### LIST OF TASKS
a - Answer these questions about the post on overnight gene birth:
(i) Which gene is the recent case under consideration?
(ii) What is the third kind of change in the list of mechanisms?
(iii) On what date was the post published?
b - Proceed with the post on overnight gene birth, continuing from its final sentence.

### SELECTED EXTRACT
* * * * *

29 October 2017

An overnight recipe for a new gene: change the frame

Can a new protein-coding gene be born overnight? That's the theme of this series. The answer, remarkably, is yes, and the Arhgap11b gene is the recent case I'm considering. After surveying the ways that this could happen, I narrowed the possible mechanisms to three:
There are really just three kinds of change that can get it done. All three are mutations that change how the DNA sequence that's already there gets decoded into protein. They are: 1) tiny mutations that shift the reading frame; 2) tiny mutations that change splicing; and 3) large-ish rearrangements that create new combinations of code.

* * * * *

### THE DATA
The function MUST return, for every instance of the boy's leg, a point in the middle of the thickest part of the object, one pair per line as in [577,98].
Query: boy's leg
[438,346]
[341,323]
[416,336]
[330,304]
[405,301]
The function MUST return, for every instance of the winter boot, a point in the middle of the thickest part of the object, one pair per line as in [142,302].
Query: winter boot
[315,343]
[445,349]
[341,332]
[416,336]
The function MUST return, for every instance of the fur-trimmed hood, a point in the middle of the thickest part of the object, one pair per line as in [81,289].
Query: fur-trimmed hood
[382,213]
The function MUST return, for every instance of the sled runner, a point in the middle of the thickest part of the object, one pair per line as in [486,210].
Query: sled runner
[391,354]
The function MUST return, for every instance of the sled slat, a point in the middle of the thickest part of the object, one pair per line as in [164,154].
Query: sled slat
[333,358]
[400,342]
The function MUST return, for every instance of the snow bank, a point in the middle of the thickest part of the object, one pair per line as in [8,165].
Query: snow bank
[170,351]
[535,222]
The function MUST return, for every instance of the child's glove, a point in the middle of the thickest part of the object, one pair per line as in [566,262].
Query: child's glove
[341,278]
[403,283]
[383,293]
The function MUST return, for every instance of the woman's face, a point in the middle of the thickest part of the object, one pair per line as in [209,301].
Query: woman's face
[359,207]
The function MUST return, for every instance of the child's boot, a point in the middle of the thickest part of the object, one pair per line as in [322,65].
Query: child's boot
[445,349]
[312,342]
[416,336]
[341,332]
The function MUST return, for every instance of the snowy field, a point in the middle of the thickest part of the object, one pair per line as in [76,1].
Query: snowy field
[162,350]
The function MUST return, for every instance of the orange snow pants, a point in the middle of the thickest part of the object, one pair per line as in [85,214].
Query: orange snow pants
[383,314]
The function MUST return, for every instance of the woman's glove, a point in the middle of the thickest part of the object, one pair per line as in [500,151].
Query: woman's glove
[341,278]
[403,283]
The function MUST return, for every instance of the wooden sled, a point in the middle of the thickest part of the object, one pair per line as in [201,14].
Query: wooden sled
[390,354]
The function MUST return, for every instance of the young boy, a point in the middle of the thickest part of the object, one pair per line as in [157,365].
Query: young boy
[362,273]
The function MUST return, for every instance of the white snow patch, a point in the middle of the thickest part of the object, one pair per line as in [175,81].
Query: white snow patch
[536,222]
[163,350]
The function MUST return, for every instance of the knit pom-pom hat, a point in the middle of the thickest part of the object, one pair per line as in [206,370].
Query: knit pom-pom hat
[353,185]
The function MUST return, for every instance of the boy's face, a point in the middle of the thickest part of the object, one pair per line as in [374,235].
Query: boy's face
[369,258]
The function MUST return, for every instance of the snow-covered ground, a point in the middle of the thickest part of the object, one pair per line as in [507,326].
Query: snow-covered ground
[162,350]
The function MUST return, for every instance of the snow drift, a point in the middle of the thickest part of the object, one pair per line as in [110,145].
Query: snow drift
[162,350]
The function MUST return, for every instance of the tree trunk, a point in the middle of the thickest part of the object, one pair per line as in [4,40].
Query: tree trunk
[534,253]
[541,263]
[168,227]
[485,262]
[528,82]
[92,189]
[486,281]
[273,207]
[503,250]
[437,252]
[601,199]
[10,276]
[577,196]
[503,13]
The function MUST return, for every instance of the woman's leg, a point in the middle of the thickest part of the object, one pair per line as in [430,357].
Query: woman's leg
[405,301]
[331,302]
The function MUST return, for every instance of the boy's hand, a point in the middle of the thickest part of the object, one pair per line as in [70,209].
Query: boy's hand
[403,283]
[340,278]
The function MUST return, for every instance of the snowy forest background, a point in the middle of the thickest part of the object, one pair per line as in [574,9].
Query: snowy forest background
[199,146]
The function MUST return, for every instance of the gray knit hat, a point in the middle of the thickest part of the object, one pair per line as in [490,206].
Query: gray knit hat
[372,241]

* * * * *

### ANSWERS TO THE EXERCISES
a -
(i) Arhgap11b.
(ii) Large-ish rearrangements that create new combinations of code.
(iii) 29 October 2017.

b -
Before looking at the details, let's take note of the fact that the genomes of animals and plants typically have gigantic amounts of DNA that does not code for protein. Humans are merely typical in this regard—at least 95% of the human genome is non-coding DNA, but there are organisms with a lot more and some with a lot less. The point here is not about "junk" or function, it's more basic: an animal genome contains vast amounts of DNA that could code for a protein, but doesn't. A new gene doesn't have to be magicked into a genome, by a demon or by a virus. A new gene can enter the gene library simply by becoming a new way of reading a pre-existing text. This is almost certainly how the vast majority of new genes have arisen in animals and plants for at least half a billion years. And the basic mechanism applies to all living things, for 3-ish billion years: any DNA sequence can become a protein-coding sequence, and those that already do code for protein can be straightforwardly modified to make completely different proteins.